■ **WHAT TO DO**
The entries are to be written out word for word, with their images left out.
──────── DATA TO EXAMINE ────────
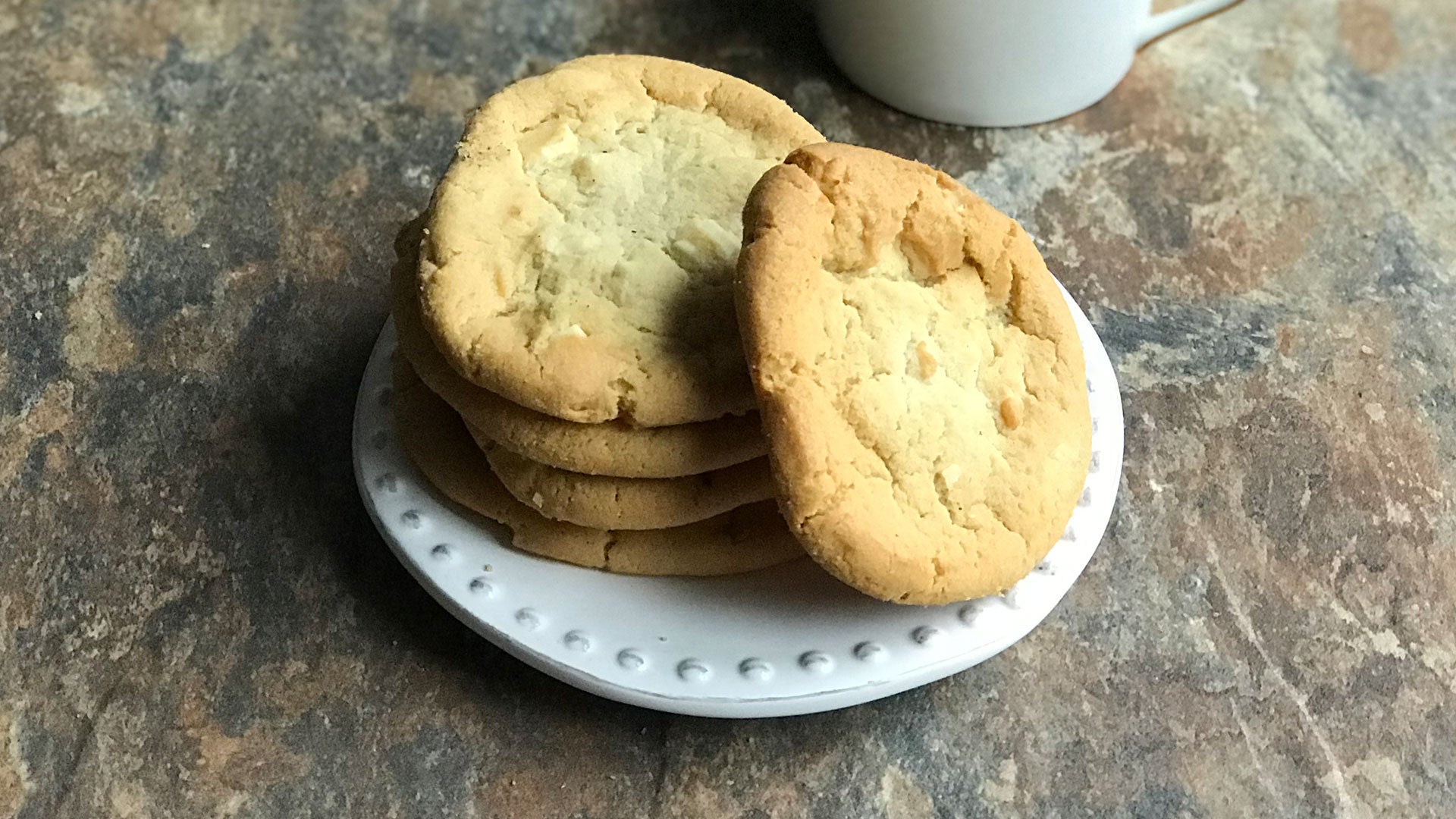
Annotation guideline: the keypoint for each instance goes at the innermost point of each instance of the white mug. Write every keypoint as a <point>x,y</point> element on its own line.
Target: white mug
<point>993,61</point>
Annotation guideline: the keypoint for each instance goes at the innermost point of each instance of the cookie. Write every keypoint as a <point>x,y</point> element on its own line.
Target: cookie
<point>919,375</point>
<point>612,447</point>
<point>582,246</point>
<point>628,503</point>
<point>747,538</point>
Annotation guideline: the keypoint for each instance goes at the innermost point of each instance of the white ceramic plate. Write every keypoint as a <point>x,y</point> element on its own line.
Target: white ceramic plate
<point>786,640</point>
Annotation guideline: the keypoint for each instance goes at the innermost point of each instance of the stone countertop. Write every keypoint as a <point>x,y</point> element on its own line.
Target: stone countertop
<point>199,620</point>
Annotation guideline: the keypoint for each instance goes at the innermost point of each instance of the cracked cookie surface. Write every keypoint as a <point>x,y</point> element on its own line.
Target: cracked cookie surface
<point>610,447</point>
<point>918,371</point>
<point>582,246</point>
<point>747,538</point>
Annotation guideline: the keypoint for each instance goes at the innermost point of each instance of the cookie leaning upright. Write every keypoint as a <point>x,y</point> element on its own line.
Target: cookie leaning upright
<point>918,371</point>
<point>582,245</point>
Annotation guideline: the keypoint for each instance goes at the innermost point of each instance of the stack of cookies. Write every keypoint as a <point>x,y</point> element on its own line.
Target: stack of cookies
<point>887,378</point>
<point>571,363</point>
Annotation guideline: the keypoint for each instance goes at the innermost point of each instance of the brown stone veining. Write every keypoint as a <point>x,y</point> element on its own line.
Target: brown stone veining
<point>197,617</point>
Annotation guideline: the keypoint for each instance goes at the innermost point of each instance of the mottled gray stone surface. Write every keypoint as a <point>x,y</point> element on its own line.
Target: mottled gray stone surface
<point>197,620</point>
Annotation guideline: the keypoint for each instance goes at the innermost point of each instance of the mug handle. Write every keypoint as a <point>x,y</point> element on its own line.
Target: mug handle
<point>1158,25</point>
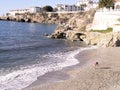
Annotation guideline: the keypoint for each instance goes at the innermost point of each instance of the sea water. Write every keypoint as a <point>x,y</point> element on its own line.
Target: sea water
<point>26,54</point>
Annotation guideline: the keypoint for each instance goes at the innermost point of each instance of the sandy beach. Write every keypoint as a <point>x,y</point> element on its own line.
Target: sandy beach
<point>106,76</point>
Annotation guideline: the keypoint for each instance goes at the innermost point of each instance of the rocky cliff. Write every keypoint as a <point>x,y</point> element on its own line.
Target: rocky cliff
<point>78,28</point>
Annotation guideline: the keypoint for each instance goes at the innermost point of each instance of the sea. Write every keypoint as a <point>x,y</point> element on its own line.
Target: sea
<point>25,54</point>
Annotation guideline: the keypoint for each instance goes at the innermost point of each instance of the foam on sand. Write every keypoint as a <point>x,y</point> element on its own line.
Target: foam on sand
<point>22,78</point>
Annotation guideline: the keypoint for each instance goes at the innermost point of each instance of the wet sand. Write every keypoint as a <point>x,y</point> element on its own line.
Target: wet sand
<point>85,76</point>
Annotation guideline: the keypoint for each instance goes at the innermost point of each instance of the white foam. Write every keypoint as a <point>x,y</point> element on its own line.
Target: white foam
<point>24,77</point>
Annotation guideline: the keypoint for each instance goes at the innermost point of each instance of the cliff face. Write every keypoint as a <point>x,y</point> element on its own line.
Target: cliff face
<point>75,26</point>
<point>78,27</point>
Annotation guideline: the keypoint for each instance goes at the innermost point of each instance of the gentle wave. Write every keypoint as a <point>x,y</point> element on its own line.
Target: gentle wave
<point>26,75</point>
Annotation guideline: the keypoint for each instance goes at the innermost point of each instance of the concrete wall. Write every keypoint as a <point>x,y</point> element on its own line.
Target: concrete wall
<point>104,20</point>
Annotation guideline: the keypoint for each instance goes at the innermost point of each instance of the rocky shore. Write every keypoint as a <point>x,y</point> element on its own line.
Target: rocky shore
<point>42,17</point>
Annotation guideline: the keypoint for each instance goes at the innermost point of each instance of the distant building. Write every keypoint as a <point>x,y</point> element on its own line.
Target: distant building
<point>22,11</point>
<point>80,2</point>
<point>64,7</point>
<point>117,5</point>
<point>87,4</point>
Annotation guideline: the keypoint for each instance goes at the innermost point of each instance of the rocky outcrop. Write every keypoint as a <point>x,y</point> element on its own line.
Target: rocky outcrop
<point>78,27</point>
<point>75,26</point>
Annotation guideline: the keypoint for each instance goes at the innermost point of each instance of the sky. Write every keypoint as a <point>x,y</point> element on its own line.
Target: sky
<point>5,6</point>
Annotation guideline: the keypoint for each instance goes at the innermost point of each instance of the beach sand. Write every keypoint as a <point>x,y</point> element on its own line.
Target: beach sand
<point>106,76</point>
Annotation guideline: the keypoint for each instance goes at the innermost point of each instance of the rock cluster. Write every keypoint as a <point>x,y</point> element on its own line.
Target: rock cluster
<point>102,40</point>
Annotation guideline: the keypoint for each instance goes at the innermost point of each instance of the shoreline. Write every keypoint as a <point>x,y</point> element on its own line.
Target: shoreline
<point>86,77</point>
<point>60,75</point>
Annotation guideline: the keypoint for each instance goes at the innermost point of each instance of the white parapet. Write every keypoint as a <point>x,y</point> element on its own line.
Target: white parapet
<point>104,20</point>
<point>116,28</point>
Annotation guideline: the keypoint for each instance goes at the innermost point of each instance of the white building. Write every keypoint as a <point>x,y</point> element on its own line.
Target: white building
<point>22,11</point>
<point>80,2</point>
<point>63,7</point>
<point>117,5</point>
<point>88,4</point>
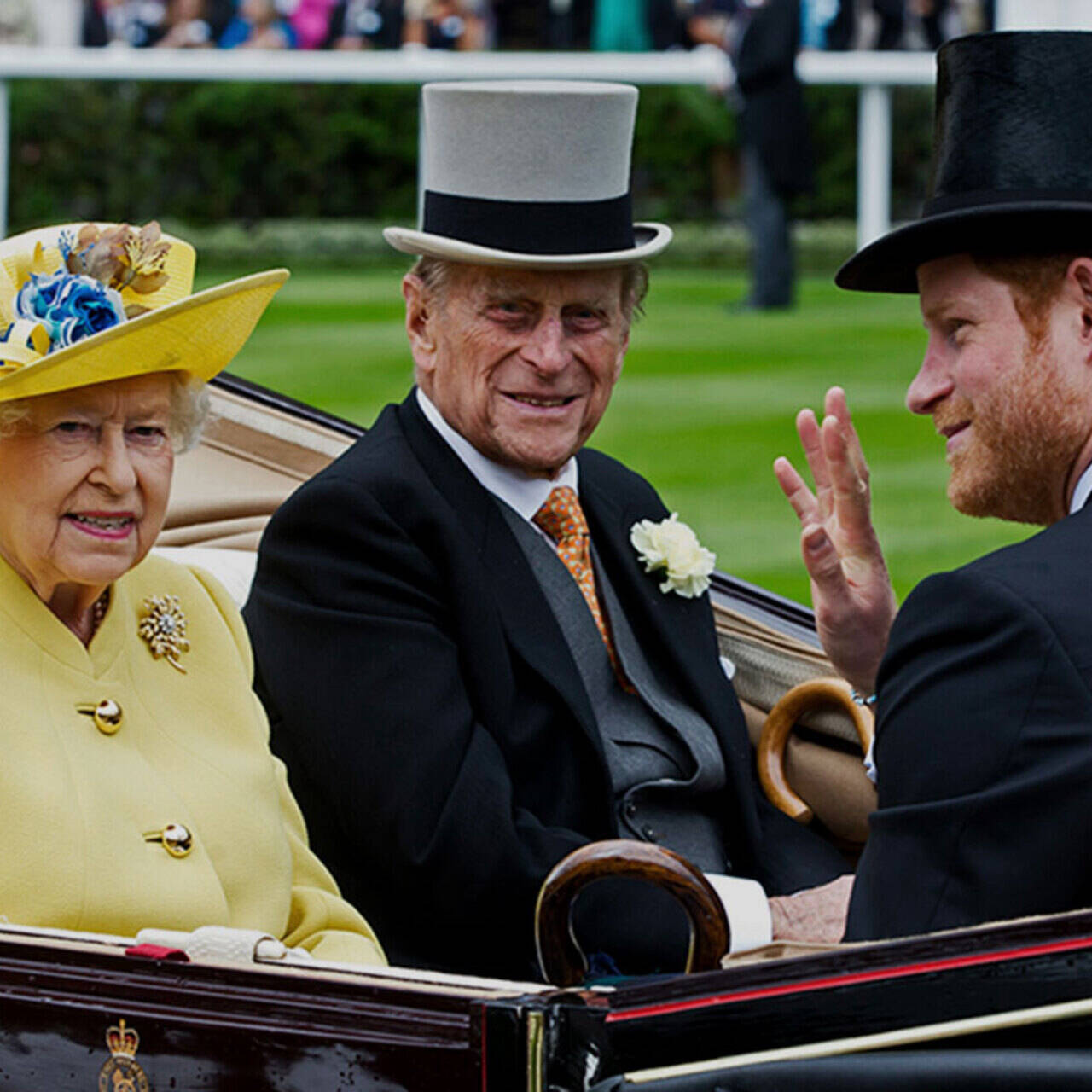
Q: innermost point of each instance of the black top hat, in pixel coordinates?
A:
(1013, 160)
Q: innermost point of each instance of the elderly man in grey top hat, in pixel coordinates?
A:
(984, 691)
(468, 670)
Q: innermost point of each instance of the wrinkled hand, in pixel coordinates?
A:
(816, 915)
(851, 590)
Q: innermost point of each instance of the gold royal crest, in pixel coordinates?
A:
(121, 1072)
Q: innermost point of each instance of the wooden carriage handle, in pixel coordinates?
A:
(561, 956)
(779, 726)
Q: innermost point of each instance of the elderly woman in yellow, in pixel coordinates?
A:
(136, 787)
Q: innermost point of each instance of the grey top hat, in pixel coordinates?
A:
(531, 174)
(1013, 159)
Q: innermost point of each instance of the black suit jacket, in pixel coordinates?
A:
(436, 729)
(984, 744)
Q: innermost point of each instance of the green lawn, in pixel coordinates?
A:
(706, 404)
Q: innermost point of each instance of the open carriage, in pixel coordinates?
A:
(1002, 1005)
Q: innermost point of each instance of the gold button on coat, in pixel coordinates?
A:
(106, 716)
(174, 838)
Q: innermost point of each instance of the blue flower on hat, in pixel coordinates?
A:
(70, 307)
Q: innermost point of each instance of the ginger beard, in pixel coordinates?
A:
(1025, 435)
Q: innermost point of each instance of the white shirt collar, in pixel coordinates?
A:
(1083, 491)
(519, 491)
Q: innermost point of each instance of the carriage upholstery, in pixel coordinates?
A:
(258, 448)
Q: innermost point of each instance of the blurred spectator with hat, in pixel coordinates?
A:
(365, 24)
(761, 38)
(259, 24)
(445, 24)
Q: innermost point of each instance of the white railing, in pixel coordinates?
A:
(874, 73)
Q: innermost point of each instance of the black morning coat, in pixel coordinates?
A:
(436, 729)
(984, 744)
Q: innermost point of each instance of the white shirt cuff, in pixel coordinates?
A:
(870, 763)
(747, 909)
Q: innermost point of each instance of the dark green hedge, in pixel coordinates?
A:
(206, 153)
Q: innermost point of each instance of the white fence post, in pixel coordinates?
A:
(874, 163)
────────
■ **RESULT OF THIS TASK**
Annotation guideline: the keypoint for each instance goes at the innermost point of each instance of the white mug. Write every keypoint as a <point>x,y</point> element on its own line.
Target: white mug
<point>993,61</point>
Annotation guideline: the keypoint for each instance goes at the innermost point of each instance of the cookie. Write every keypoint as a <point>x,y</point> element on its own line.
Target: cookie
<point>919,375</point>
<point>612,447</point>
<point>582,246</point>
<point>628,503</point>
<point>747,538</point>
Annotation guideline: the keypoint for each instance goes at the innermost point of each instance of the white ceramic plate. Write every keypoint as a <point>x,y</point> element on its own line.
Target: white ceramic plate
<point>786,640</point>
Annotation guideline: the keypoint for each instance goes at the innermost point of each instance of the stone countertop. Write every keypoint as a <point>x,y</point> element on its own line.
Target: stone countertop
<point>199,620</point>
Annotation guideline: the keypoint for each instance goes at the innermost point of each instance of the cracked cookie surface. Write every keypoint as a <point>x,y</point> element on its own line.
Target: cracked cookie surface
<point>610,447</point>
<point>918,371</point>
<point>582,246</point>
<point>747,538</point>
Annotation guideline: the keypoint for each instance goes at the innermost point of each instance of the cookie leaning upright. Write every keypoint as a <point>x,y</point> element on its own line.
Target: cookie leaning upright
<point>918,371</point>
<point>582,245</point>
Annotation guideline: the keypoint for each instance goes at the innermost point of each instance of the stack of cookies. Write every keypoint as a <point>x,y</point> element on its own line.
Target: stack of cookies
<point>887,378</point>
<point>571,363</point>
Annotation guideline: the keypoint for each instance goes at the innermost point of each instance of the brown stone veining. Write every keypoint as a <point>x,y</point> element on its own line.
Target: brown stone veining
<point>197,617</point>
Annotation guideline: the keypoint for each instance goes at the innermost point of each instance of the mottled gray stone surface. Write every keypoint as a <point>x,y</point> element on its own line.
Target: mottled gray stone surface
<point>197,620</point>
Annotation guideline: the keypoint for each instance goes at the innermost point of each instance of the mug handle. Write every keypoint as a <point>x,y</point> element on its own line.
Target: mug handle
<point>1158,25</point>
Annotation guideline: the keypoint for each instance goes at the innermost point of each instance of the sea water. Write every keypoint as a <point>x,y</point> element on its own line.
Target: sea water
<point>26,54</point>
Annotation guideline: the keypoint for each instance goes at the innermost point of each instance of the sandy beach. Write every keypoint as a <point>x,y</point> element on its own line.
Target: sandy beach
<point>106,76</point>
Annotation guideline: the keypoint for each instance goes at the innermost point of each instance of the rocky cliff. Write every keypoint as a <point>x,y</point> element on its own line.
Target: rocky cliff
<point>78,28</point>
Annotation guideline: the keypoint for each instance goes at the innermost point of each instance of the sea. Write every keypoint as a <point>x,y</point> element on its own line.
Target: sea
<point>25,54</point>
Annotation guideline: the keypoint for each instance goes at the innermost point of each instance of the foam on sand. Write every keypoint as a <point>x,y</point> element on its own line.
Target: foam on sand
<point>22,78</point>
Annotation guideline: the keypoint for each instance goes at the innermost point of each instance of the wet sand. Write every keypoint as a <point>x,y</point> element on its own line.
Target: wet sand
<point>85,76</point>
Annotation guideline: the keypoint for each instance goes at the innermost point of each instance of the white foam. Write every keypoint as a <point>x,y</point> element on its own line.
Target: white foam
<point>24,77</point>
Annotation guideline: the keypoint for each instance goes at the innermost point of each instance of the cliff face. Write every keypoint as a <point>x,y</point> element on its own line.
Target: cliff face
<point>75,26</point>
<point>78,27</point>
Annotation guideline: the keypoint for each instance goes at the innermost point of each instance of the gentle wave. Write every keypoint as a <point>x,y</point> element on its own line.
Target: gentle wave
<point>26,75</point>
Annotation guideline: the keypoint for each instance goes at the innermost point of each instance of the concrete wall. Write every keypoint as a <point>x,y</point> element on its own line.
Target: concrete wall
<point>104,20</point>
Annotation guideline: the keypoint for each instance goes at the innermost point of each instance of the rocky shore. Write every keypoint as a <point>x,y</point> element on its own line.
Target: rocky shore
<point>42,17</point>
Annotation guideline: the keypoint for each instance goes at the innermost point of each instance of the distant building. Write every keypoint as a <point>x,y</point> element on its own line.
Target: distant building
<point>22,11</point>
<point>80,2</point>
<point>64,7</point>
<point>117,5</point>
<point>87,4</point>
Annotation guideline: the keypoint for each instance goes at the innermost point of each instance of the rocky outcrop. Write every keypoint as a <point>x,y</point> element on its own line.
Target: rocky outcrop
<point>78,27</point>
<point>75,26</point>
Annotation guideline: the keypoint for each instance goes at the innermost point of each instance of the sky. Write every keypoint as a <point>x,y</point> element on its own line.
Target: sky
<point>5,6</point>
Annotation guideline: the keypoint for each instance goes at the innermost point of each instance of the beach sand. Write every keypoint as a <point>x,y</point> element on its own line.
Target: beach sand
<point>106,76</point>
Annotation guideline: the keypoint for each instance goes at the innermost point of each instance of the rock cluster. Write every keypoint as a <point>x,y</point> element on its own line.
Target: rock cluster
<point>102,40</point>
Annotation guideline: the keypoint for each instance goes at the innermost point of each instance of the shoreline. Write every keypoint as a <point>x,y</point> element on its own line.
Target: shoreline
<point>86,77</point>
<point>60,75</point>
Annotation guideline: the keypoint for each instance goes at the innermost point of each instance of the white parapet. Write every keypoint as a <point>x,y</point> element on its own line.
Target: white parapet
<point>104,20</point>
<point>116,28</point>
Annotation guideline: the keypoint for each instance goes at the innermost point of each instance of the white building. Write every keypoint as a <point>x,y</point> element on its own line.
Target: white building
<point>22,11</point>
<point>80,2</point>
<point>63,7</point>
<point>117,5</point>
<point>88,4</point>
Q: innermost point of each instance of the black top hat, in pixel coordinates?
A:
(1013, 160)
Q: innermost point of each instance of the elderly man in grey top hat, in pixel coordinates?
A:
(984, 691)
(468, 670)
Q: innermost point of each instance of the wrinkled hand, in pixel coordinates?
A:
(816, 915)
(851, 590)
Q: innermost point of each instance of the gold royal crest, in pixel coordinates?
A:
(121, 1072)
Q: innermost point of each instance of the wooden carriage handle, in pixel coordinates?
A:
(561, 956)
(779, 726)
Q: innermost point of each instance of the elderly woman in yellow, in pixel coordinates?
A:
(136, 787)
Q: innermost point of each instance of the grey top hat, in pixel coordinates?
A:
(531, 174)
(1013, 159)
Q: innermost point of each instance of the black suit jacket, in pixel coordinates?
A:
(436, 729)
(984, 744)
Q: innermost point of each instance of the green lawn, in pixel coordinates?
A:
(706, 404)
Q: innermost point of each instance of the open carriage, in pixel coordinates?
A:
(1002, 1005)
Q: innermost point of each instance of the gold button on coat, in pixel coordinates?
A:
(106, 716)
(174, 838)
Q: innermost point of each instance of the blue flower on hat, in pixel coordinates?
A:
(70, 307)
Q: innermost point of each instance of the ginger beard, in pixel coordinates?
A:
(1025, 435)
Q: innermost point of each instance of the white shirt collar, in pixel coordinates?
A:
(1083, 491)
(519, 491)
Q: innermost point of each instance of the carriage upholstery, in pixel coordinates?
A:
(258, 448)
Q: innermost point of each instance of the blurred spectator with hat, in pixel coordinates?
A:
(365, 24)
(761, 38)
(259, 24)
(445, 24)
Q: innermost point of each instance of the white railing, in pixel coordinates?
A:
(874, 73)
Q: innermost point of each instance of the black morning coat, in pixel coordinates?
A:
(436, 729)
(984, 744)
Q: innermost point of each instance of the white shirt cuff, in pixel coordinates?
A:
(870, 763)
(747, 909)
Q: innermost point of each instance of the dark green hedge, in pixel coordinates?
A:
(206, 153)
Q: innermost point of each instance of the white fence post, in pixel coordinates?
A:
(874, 163)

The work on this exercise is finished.